All in all, solar is a weak sister to high energy density, reliable fossil fuels. Without heavy taxpayer subsidies, solar would have only limited use in areas where there is no alternative.
Finally, “everything else is getting more expensive” because of government policies, such as an almost complete drilling ban. There is enough fossil fuel available to drastically reduce the cost of energy. But the government is controlled by anti-American eco-zealots intent on barring the extraction of any fossil fuels – while China drills for oil 30 miles off our coast.
Paddy wrote: Is not every watt of electricity generated fungible? How can wind or solar produced watts be segregated from all of the non-renewable sourced coal and natural gas produced watts once they reach the transmission lines? I know, the wind and solar watts cost more.
First question, the answer is “no” — read Willis’ comment about the competition of wind and hydro for transmission. It’s only fungible once it gets into the grid, and even then there are transmission losses if electricity actually is transmitted long distances.
Second question: the electricity comes into the grid on large trunk lines that are metered, and that originate at the power plants; the electricity goes out to the electricity retailers on large trunk lines that are metered. But CAISO has no metering that can measure the generation from rooftop solar panels or home-based wind turbines (not that there are many of these.)
Septic Matthew says:
April 15, 2011 at 11:40 am
California should have no trouble meeting its renewable energy standard in 10 years.
Does that mean Californian’s will come and collect up the 4 GW of Californian Owned windmills in Washington and Oregon that have destroyed our most scenic vistas?
Smokey says: And that still doesn’t get around the fact that solar is unreliable. It may help with air conditioning costs during the daytime, but it’s useless for helping with evening/nighttime heating and lighting costs.
at the risk of repeating myself, let me remind you that we are writing now of California, and peak demand matches peak insolation. Air conditioning alone uses up 15% of summertime peak electricity, which is the most expensive electricity. Like solar panels, the gas turbines that are used to produce peak electricity are idle at night. Their extra “reliability” entails an extra cost that is of no value to electricity consumers, yet must be paid for.
Smokey also wrote: taking into accout the huge amount of land space required for solar?
This won’t matter until all the roofs, water ways, roads, and parking lots have been covered, along with the land between the trees in orchards. Only a tiny fraction of California land is required to supply all of California’s electricity, and much of that is desert. Per MW of power, solar consumes less land than hydropower.
Septic tries to counter Willis’ point by saying, “in cold weather, the pressure in the natural gas pipelines falls, so homes and power plants receive reduced allotments; oil thickens and pumps freeze up. There are coal train derailments as well.”
Arguments like that probably get the heads nodding at realclimate, but they fail here at the Best Science site. It’s not even worth wasting the pixels to correct Septic’s misunderstanding of science and economics.

> _Information shown_:

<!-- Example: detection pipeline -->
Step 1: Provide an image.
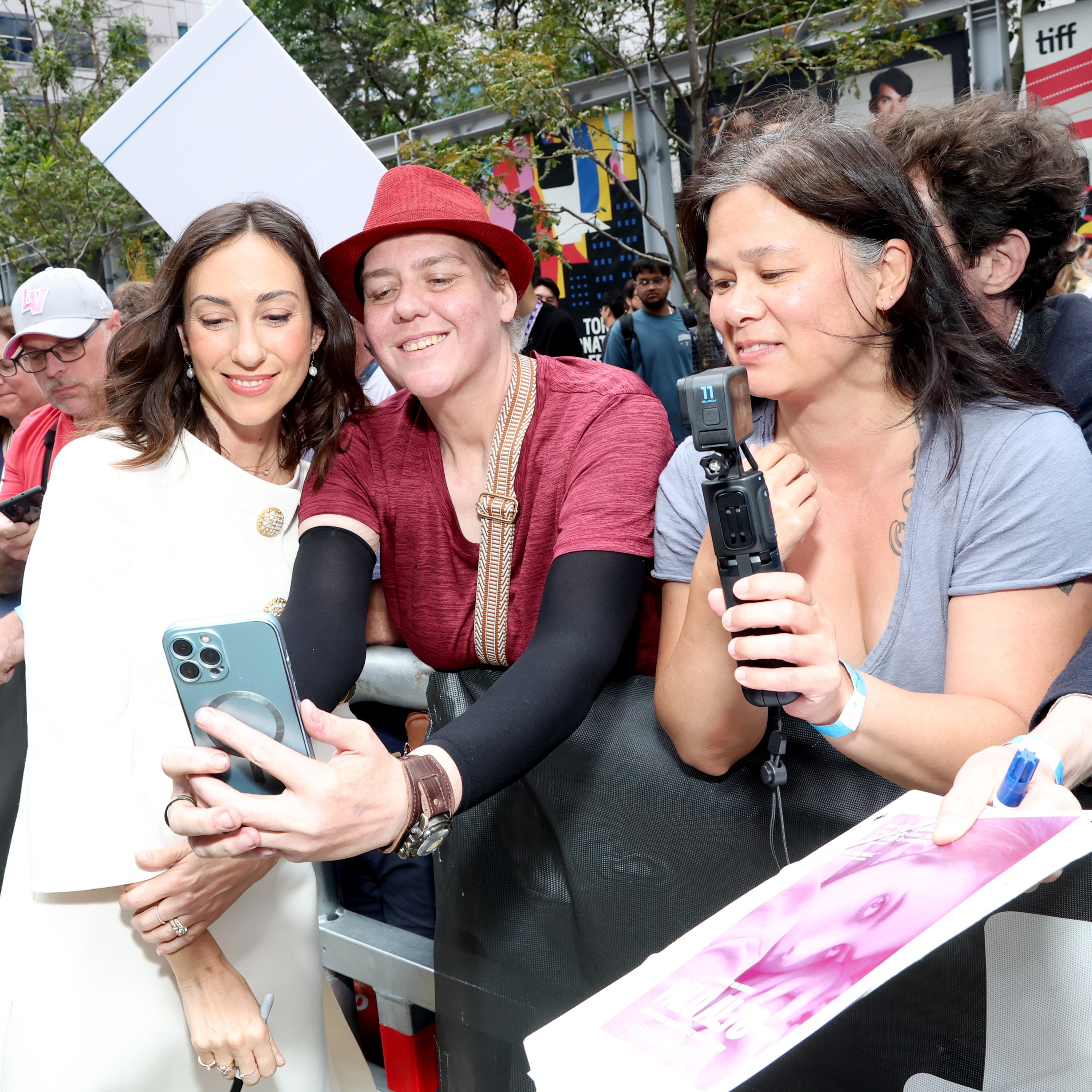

> _Your task_:
Can you continue the comment thread above about solar power and California's electric grid, picking up right after its final sentence?

> _Answer to the task_:
In its own good time solar would probably have become viable. The objection is over requiring asinine alternative power sources while regulating out of existence efficient new sources of power, including fossil fuel plants, refieries, and nuclear power.
Free market econ in one lesson:
You’re welcome.
Harrywr2 says: Does that mean Californian’s will come and collect up the 4 GW of Californian Owned windmills in Washington and Oregon that have destroyed our most scenic vistas?
No. It means that California will pay for the electricity. Washington State and Oregon State probably have the legal authority to tear down the windmills should the citizens vote to do so. They have a good case, should they so decide: the turbines are only there because Californians object to erecting them in California.
It is an irony not yet touched upon that Californians object to building the facilities to enable California electricity retailers to meet the renewable energy standard. Check out http://www.basinandrangewatch.org for one of the organization that is opposed to the Mojave Desert projects.
Smokey says: “Arguments like that probably get the heads nodding at realclimate, but they fail here at the Best Science site. It’s not even worth wasting the pixels to correct Septic’s misunderstanding of science and economics.”
Every power source is subsidized one way or another. Many of the railroad rights of way were obtained by federal land grants. The regulations of coal-fired power plants are attempts to bill users for the external costs (deaths and illness due to pollution) of coal. Patent protection, which is a blatant restraint on the free market, is written into the Constitution, etc. (N.B., this is not a criticism of patent protection, but the world’s fastest growing nearly free market economy, China, does not recognize patent protection.) No free market has ever existed.
In case you are wondering, a “septic” is a “skeptic” on climate change who asks the same questions or makes the same anti-AGW points over and over. I generally write disagreeable posts at Real Climate.
The UK admits that solar is uneconomical. Without subsidies, solar dies on the vine.
With sufficient government subsidies, we could hire folks to pedal bicycles hooked to generators to provide alternative energy. The key to whether it’s a good or a bad idea is whether it requires subsidies to stay in business. Solar requires taxpayer subsidies. Fossil fuels do not; they are viable with or without subsidies.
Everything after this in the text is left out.